Pull out each line in the records below that contains the word "vintage", and copy those lines. Case counts.

***** PROVIDED ENTRIES

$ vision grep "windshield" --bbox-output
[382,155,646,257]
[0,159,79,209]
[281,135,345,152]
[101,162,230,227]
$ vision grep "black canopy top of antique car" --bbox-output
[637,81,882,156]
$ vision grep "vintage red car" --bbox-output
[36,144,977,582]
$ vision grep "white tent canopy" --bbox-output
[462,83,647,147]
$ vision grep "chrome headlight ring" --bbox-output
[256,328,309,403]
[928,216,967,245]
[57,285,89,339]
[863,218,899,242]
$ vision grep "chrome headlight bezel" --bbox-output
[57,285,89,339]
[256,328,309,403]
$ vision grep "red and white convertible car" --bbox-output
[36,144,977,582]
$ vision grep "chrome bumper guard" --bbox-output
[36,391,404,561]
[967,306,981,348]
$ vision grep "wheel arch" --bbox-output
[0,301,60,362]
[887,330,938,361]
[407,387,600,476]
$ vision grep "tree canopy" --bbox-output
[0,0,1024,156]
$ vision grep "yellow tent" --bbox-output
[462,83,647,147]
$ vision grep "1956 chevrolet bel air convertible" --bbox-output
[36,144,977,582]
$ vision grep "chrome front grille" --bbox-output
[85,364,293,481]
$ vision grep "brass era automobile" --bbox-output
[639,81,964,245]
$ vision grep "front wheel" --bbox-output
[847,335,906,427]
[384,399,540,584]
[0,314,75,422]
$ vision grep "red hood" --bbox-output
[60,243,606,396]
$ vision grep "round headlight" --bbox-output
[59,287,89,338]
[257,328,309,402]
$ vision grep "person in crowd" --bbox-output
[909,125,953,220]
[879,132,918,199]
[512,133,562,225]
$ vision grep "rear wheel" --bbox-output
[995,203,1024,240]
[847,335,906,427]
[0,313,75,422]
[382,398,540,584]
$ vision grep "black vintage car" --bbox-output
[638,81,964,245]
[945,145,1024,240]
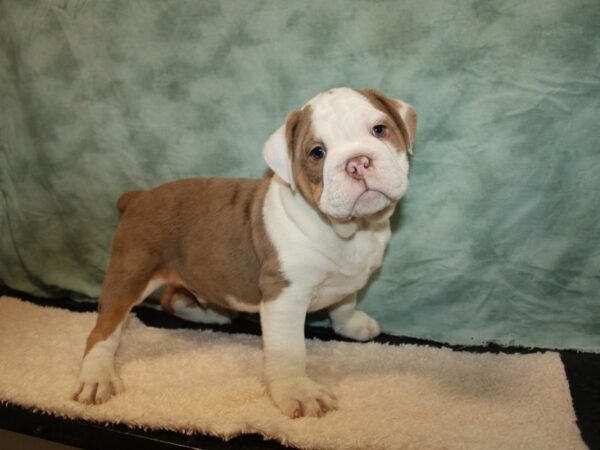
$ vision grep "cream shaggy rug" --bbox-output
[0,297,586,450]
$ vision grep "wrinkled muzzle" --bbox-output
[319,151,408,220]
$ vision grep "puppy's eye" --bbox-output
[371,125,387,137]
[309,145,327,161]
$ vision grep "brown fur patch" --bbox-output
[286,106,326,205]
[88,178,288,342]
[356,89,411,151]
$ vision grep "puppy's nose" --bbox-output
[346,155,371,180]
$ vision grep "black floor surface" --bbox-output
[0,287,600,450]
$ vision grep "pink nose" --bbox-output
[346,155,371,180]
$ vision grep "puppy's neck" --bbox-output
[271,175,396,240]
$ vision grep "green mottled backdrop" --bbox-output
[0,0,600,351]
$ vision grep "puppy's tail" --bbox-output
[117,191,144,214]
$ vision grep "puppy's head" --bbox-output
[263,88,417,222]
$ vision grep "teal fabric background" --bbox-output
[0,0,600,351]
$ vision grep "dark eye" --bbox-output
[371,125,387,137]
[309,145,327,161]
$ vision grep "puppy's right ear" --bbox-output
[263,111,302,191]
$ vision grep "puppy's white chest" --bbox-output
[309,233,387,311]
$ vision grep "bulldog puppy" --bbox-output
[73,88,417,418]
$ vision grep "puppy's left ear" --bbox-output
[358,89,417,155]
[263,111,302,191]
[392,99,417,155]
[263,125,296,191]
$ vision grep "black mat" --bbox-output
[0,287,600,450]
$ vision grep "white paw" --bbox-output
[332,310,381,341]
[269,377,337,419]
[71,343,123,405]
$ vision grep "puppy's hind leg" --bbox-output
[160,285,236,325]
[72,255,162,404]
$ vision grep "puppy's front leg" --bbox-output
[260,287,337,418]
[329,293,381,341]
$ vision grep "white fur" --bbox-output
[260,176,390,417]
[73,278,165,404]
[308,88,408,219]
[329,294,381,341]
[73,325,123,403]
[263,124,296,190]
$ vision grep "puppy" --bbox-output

**********
***** PROVIDED ENTRIES

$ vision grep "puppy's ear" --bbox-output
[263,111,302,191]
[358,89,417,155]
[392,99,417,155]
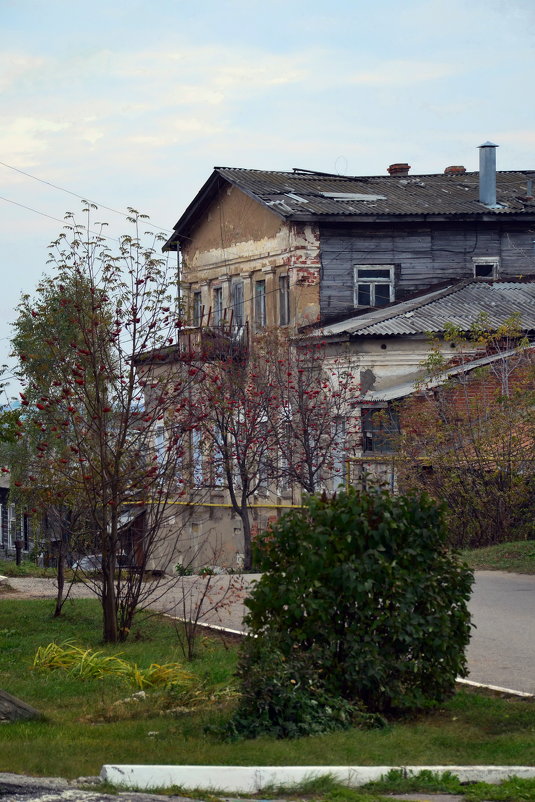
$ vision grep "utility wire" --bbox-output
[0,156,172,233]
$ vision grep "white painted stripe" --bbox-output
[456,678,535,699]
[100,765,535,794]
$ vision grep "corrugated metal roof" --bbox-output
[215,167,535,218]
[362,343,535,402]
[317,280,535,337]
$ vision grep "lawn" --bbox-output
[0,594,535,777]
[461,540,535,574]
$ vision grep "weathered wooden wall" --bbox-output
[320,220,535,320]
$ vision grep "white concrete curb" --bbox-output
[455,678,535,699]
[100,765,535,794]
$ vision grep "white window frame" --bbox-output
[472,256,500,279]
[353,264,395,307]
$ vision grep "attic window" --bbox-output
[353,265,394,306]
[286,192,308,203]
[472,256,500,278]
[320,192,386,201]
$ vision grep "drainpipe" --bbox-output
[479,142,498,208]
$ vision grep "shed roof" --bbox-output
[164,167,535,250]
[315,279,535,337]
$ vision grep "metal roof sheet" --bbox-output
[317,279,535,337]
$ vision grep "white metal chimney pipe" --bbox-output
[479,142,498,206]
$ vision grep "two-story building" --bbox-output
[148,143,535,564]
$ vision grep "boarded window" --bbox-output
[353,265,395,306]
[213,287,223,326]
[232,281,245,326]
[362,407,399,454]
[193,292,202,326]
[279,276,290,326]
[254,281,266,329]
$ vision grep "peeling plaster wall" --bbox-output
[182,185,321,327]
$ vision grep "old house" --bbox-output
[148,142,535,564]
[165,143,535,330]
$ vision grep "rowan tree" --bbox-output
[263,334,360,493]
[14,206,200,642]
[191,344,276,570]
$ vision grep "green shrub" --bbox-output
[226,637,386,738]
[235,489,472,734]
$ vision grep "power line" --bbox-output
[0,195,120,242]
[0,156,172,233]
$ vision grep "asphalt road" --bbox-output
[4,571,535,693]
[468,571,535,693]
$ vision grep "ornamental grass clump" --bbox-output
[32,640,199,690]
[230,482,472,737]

**********
***** PROVIDED ENTRIES

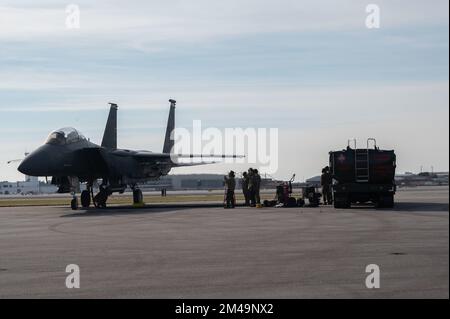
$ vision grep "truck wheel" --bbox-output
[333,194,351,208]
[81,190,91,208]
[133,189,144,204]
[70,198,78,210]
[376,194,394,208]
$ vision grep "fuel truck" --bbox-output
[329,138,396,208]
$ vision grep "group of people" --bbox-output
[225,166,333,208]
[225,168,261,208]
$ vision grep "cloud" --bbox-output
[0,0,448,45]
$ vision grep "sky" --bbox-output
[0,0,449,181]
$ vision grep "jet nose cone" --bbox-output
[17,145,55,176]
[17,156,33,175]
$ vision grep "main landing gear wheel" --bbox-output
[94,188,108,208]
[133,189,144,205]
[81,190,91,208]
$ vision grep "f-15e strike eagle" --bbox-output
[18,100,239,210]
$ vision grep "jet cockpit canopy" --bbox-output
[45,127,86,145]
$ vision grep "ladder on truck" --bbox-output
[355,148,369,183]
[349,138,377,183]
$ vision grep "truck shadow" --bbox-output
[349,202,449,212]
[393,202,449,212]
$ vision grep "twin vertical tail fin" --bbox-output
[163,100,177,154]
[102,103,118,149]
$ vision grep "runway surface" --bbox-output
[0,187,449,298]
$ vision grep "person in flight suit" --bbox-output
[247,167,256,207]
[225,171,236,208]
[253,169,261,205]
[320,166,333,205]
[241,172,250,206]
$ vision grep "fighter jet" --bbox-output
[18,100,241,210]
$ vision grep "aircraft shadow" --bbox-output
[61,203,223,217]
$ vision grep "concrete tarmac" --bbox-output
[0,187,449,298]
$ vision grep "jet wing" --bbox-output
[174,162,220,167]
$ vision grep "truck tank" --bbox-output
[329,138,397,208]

**********

## RESPONSE TO THIS TASK:
$ vision grep "vintage red car" --bbox-output
$ vision grep "black vintage car" --bbox-output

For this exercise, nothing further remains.